ASSIGNMENT: Extend the essay about the labels "Left" and "Right" and the radio show Democracy Now, starting right after its final sentence.

The terms "Left" and "Right" are legacies from the French Revolution. It's why there are bookstores still called, "The Left Bank," and sell political books mainly by socialist authors. But I'm not sure that the terminology really serves our interest anymore in that it limits our choices and understanding to an "either/or" dichotomy. Honestly, I don't think there are very many people that occupy either position completely.
This is a thought one encounters very often – and almost always from people on the left. (In fact, I can’t ever remember hearing it from someone on the right.) I think it’s wrong, and here’s why:

There’s a little game I play with friends of mine who consider themselves moderate Democrats. I call it “mainstream or extreme.” I’ll name a journalist or an author or a media outlet, and ask whether their opinion is that it’s “mainstream or extreme.” One that I have particular fun with is Amy Goodman’s radio show, Democracy Now. If you’re not familiar with it, it’s broadcast every day on the Pacifica network. Most moderate Democrats, when asked the simple question, “Is Democracy Now mainstream or extreme?” will answer “extreme.”

It would be very hard not to agree with them. Goodman’s a communist, the daughter of communists. Regular guests on her show include people like Noam Chomsky. The program is a forum for every far-left critic of capitalism and America one can imagine, from Ward Churchill to Naomi Klein. People who are regularly lauded as heroic include Hugo Chavez, Fidel Castro and Yassir Arafat. One of the show’s favorite causes is “Mumiya Abu Jamal” the convicted murderer of a policeman. On Democracy Now every friend of Israel is an Islamophobic imperialist, and every enemy of America is a freedom-fighter.

The next question I’ll ask my moderate Democrat friends will be, “Which is more extreme, Fox or Democracy Now?” The answer is almost always, “Democracy Now.”

It’s a trap. Because the day I ask that question, I’ll have listened to Goodman’s show, and her guest will have been someone like Seymour Hersch or Bob Woodward or Bill Moyers or some other member in good standing of the non-radical left.

Now, the point is this: a program as far right as Goodman’s is far left would be off limits to any figure who hoped to participate in the mainstream of American cultural or political life. The equivalent would be as if someone like William F. Buckley Jr. or P.J. O’Rourke had appeared on a program that regularly featured interviews with people like David Duke and had special reports on the virtues of Holocaust deniers, and lionized Hitler.

SUPPLIED RECORDS:
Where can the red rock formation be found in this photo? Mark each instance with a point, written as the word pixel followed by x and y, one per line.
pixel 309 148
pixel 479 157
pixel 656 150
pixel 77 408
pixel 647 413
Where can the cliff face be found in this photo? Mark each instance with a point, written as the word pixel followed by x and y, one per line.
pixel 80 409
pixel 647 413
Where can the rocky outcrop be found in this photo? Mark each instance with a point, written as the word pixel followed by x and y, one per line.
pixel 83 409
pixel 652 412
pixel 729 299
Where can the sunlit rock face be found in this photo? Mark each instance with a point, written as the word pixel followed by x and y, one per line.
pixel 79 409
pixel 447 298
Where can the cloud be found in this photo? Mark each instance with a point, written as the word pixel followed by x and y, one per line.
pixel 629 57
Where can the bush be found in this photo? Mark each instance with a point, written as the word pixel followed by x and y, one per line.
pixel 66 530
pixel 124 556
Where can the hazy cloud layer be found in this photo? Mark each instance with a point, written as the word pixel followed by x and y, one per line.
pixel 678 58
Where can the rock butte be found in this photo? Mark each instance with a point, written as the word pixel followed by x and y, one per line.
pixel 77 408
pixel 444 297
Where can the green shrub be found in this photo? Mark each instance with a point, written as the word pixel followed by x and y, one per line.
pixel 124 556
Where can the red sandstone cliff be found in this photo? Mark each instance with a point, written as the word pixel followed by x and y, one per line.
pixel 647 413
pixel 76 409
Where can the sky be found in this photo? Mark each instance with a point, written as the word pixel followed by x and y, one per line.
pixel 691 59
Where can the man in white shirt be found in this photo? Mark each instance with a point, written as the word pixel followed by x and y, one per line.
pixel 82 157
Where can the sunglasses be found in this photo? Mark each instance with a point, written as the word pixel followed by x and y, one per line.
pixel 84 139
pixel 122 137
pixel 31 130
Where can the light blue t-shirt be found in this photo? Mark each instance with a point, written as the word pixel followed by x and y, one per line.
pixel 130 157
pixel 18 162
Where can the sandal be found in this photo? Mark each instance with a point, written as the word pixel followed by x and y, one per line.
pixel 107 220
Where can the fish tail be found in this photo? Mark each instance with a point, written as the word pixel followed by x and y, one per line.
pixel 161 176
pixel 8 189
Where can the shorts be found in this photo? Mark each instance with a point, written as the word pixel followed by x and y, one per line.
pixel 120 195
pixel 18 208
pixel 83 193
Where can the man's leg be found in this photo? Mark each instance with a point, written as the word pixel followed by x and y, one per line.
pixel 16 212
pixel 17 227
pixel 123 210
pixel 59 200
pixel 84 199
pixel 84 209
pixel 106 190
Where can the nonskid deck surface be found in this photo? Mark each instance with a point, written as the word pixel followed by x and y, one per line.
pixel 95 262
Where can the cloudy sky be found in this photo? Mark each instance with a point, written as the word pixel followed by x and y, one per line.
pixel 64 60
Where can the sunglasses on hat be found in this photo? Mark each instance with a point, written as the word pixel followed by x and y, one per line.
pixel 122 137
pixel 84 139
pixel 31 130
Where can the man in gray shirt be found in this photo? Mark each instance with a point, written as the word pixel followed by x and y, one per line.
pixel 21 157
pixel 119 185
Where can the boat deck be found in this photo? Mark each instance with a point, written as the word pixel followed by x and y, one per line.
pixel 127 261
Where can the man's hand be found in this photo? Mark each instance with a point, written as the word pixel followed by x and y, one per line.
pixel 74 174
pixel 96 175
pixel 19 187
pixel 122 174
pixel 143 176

RESPONSE:
This illustrates what I call “the missing firebreak on the left.” Ideas I hear expressed by “non-mainstream” figures on Democracy Now are by and large more radical than those advocated by those in the “mainstream left” like Nancy Pelosi or Howard Dean in the political sphere. But what exists on the left that I do not see on the right (outside of religious issues) is an unbroken spectrum from the moderate to the extreme left. In fact, Barak Obama’s own political biography illustrates this. Saul Allinsky was a formative influence on Obama, as he was on Hillary Clinton. The “community organizing” group Obama worked for before he launched his political career was explicitly based on Allinsky’s writings and was founded by Allinsky’s disciples. Allinsky was an open and unrepentant Marxist. Obama’s connection with this group would be the equivalent of a Republican presidential candidate in his 40s having been a member of the KKK in his 20s – something that would act as a complete disqualifier from public life in America.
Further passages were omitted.